> Exercise description: Quote these lines exactly: the one that holds "In this exercise you will tag the metal" and every line after it to the end of the material below. Skip pictures.

[Pointing and labeling entries]
»»

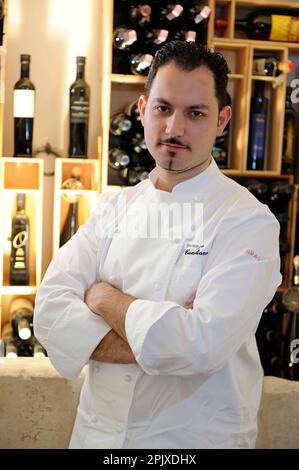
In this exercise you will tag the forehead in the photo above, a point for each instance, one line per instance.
(172, 83)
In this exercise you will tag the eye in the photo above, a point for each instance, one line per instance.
(196, 113)
(161, 108)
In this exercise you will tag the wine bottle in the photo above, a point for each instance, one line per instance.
(274, 24)
(124, 38)
(20, 234)
(21, 312)
(118, 158)
(138, 143)
(140, 15)
(120, 124)
(71, 223)
(198, 13)
(258, 128)
(291, 301)
(38, 351)
(24, 102)
(290, 140)
(270, 66)
(140, 63)
(79, 113)
(185, 35)
(10, 342)
(170, 13)
(132, 111)
(221, 145)
(154, 38)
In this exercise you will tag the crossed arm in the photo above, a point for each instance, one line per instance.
(111, 304)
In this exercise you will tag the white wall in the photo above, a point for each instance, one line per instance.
(53, 32)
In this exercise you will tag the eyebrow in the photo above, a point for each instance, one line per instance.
(194, 106)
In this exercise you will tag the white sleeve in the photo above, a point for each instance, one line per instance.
(240, 278)
(63, 323)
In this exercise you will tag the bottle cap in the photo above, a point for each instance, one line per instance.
(25, 58)
(81, 60)
(20, 304)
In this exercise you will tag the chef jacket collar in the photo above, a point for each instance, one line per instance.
(197, 185)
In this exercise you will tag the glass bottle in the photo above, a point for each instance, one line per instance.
(290, 139)
(79, 113)
(291, 301)
(21, 315)
(20, 237)
(258, 128)
(23, 110)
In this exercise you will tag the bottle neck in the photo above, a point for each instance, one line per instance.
(25, 70)
(80, 72)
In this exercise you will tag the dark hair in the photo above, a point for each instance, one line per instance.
(188, 56)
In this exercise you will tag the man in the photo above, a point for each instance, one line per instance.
(166, 318)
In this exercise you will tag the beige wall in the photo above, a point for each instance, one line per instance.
(54, 32)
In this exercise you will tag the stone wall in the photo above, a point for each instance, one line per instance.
(38, 406)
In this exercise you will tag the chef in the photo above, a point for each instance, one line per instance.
(160, 292)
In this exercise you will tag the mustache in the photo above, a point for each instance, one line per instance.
(173, 141)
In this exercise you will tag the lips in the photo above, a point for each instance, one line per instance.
(173, 147)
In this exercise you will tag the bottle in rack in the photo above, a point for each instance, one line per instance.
(1, 21)
(140, 63)
(19, 257)
(79, 113)
(11, 343)
(221, 144)
(270, 66)
(274, 24)
(118, 158)
(291, 302)
(71, 223)
(120, 124)
(290, 140)
(140, 15)
(258, 128)
(23, 110)
(21, 312)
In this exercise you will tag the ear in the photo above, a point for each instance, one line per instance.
(142, 105)
(223, 118)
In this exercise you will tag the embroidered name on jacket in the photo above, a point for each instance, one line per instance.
(195, 250)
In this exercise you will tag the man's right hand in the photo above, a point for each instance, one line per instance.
(113, 349)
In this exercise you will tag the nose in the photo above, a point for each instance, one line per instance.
(175, 125)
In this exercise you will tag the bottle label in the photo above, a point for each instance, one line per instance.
(264, 66)
(144, 63)
(258, 135)
(175, 12)
(24, 103)
(79, 111)
(19, 243)
(284, 28)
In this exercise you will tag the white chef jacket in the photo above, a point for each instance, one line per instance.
(198, 379)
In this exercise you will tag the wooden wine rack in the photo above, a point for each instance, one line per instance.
(118, 90)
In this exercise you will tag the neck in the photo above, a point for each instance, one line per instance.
(167, 180)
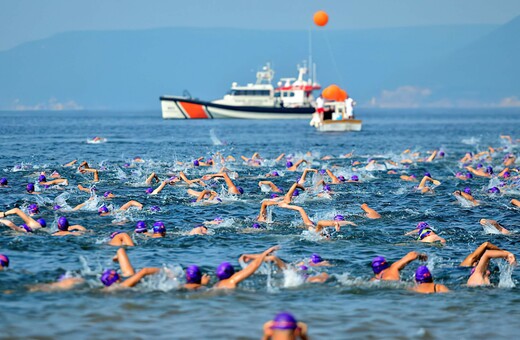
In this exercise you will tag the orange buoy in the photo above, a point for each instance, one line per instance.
(321, 18)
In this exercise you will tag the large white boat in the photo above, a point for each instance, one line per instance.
(291, 99)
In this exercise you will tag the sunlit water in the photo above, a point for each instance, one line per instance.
(346, 306)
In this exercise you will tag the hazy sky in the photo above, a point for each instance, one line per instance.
(26, 20)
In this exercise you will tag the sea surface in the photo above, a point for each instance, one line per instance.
(347, 306)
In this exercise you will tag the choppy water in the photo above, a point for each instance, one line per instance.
(346, 306)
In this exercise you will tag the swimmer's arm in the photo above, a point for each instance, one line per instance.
(134, 279)
(477, 254)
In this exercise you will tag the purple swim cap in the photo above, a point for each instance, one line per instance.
(284, 321)
(225, 271)
(159, 228)
(193, 274)
(339, 218)
(315, 258)
(27, 228)
(109, 277)
(63, 223)
(102, 209)
(494, 190)
(423, 275)
(422, 225)
(42, 222)
(140, 227)
(379, 264)
(33, 209)
(30, 187)
(4, 260)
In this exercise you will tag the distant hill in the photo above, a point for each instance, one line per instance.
(131, 69)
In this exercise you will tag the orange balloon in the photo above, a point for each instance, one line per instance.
(321, 18)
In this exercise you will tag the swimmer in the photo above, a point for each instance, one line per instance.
(29, 225)
(200, 230)
(110, 277)
(118, 238)
(195, 279)
(370, 213)
(284, 327)
(65, 229)
(391, 272)
(232, 188)
(424, 282)
(4, 261)
(227, 277)
(480, 273)
(496, 225)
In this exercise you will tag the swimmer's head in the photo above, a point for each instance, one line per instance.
(379, 264)
(494, 190)
(422, 225)
(193, 274)
(42, 222)
(109, 277)
(284, 321)
(4, 261)
(225, 270)
(140, 227)
(33, 209)
(339, 217)
(423, 275)
(315, 258)
(159, 228)
(63, 223)
(103, 210)
(30, 187)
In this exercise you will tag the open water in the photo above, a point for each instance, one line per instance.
(346, 306)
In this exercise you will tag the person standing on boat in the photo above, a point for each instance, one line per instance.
(349, 104)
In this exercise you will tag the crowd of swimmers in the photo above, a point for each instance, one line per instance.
(505, 178)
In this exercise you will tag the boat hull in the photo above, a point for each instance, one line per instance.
(340, 125)
(186, 108)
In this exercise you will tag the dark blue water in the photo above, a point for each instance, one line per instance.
(346, 306)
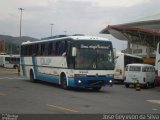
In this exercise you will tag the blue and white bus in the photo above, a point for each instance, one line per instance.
(70, 61)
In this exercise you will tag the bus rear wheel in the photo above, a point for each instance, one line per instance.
(64, 82)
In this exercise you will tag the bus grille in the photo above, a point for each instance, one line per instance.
(95, 83)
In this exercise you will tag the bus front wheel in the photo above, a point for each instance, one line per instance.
(32, 79)
(63, 82)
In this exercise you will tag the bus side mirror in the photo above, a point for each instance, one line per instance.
(74, 51)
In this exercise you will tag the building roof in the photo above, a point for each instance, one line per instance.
(145, 31)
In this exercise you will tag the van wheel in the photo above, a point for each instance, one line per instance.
(63, 82)
(32, 79)
(127, 85)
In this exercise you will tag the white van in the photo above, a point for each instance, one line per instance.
(144, 73)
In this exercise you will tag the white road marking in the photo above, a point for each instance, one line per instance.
(154, 101)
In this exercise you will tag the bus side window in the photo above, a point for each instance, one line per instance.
(158, 48)
(60, 47)
(126, 68)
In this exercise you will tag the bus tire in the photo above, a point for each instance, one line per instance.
(146, 86)
(32, 79)
(96, 88)
(63, 81)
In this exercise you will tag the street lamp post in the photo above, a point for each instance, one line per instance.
(51, 28)
(21, 9)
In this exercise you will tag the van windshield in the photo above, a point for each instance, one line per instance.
(135, 68)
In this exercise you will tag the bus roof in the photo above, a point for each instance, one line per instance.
(68, 37)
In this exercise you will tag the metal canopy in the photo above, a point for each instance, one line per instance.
(142, 32)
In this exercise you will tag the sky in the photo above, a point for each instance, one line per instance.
(87, 17)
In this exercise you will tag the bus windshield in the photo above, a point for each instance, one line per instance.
(97, 55)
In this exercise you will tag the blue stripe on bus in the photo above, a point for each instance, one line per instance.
(41, 76)
(23, 66)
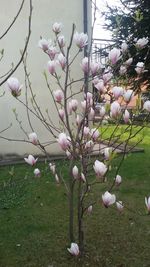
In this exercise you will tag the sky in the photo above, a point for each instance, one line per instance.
(99, 32)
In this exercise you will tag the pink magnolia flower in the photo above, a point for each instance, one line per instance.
(63, 141)
(90, 209)
(74, 249)
(14, 86)
(147, 105)
(114, 55)
(81, 39)
(100, 86)
(86, 131)
(31, 160)
(75, 172)
(147, 203)
(129, 61)
(142, 42)
(37, 173)
(102, 111)
(61, 41)
(107, 152)
(52, 167)
(124, 47)
(126, 116)
(119, 206)
(51, 66)
(107, 77)
(33, 138)
(122, 70)
(89, 145)
(83, 177)
(78, 120)
(128, 95)
(139, 68)
(115, 109)
(58, 95)
(108, 199)
(117, 91)
(91, 114)
(95, 66)
(57, 27)
(95, 134)
(62, 61)
(118, 180)
(99, 168)
(85, 65)
(43, 44)
(61, 114)
(52, 52)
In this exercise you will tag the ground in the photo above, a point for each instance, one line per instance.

««

> Solution for this problem:
In this exercise you will tag the metal canopy in the photo above, a point for each instance, one line per instance.
(142, 32)
In this exercise you will tag the sky in the photo above, a point for each instance, one line per instance.
(87, 17)
In this exercise you will tag the bus windshield in the photo above, a point for each instance, one line per instance.
(97, 55)
In this exercise you will tag the blue stripe on bus in the photo above, a point for each instance, one line per instance.
(41, 76)
(23, 66)
In this exercise you will tag the sky in the photo above, a point for each instance, one line per instance.
(99, 32)
In this exercise you will tag the pink magnolia flower in the photo above, a point for each instance, one line per instance.
(63, 141)
(90, 209)
(74, 249)
(14, 86)
(147, 105)
(114, 55)
(81, 39)
(100, 86)
(86, 131)
(31, 160)
(75, 172)
(147, 203)
(129, 61)
(142, 42)
(37, 173)
(102, 111)
(61, 41)
(107, 152)
(52, 167)
(124, 47)
(126, 116)
(119, 206)
(51, 66)
(107, 77)
(33, 138)
(122, 70)
(89, 145)
(83, 177)
(78, 120)
(128, 95)
(139, 68)
(115, 109)
(58, 95)
(108, 199)
(117, 91)
(91, 114)
(95, 66)
(57, 27)
(95, 134)
(62, 61)
(118, 180)
(99, 168)
(85, 65)
(43, 44)
(61, 114)
(52, 52)
In this exercise you will tag the ground in the photo above, a point for each instance, one line per instance.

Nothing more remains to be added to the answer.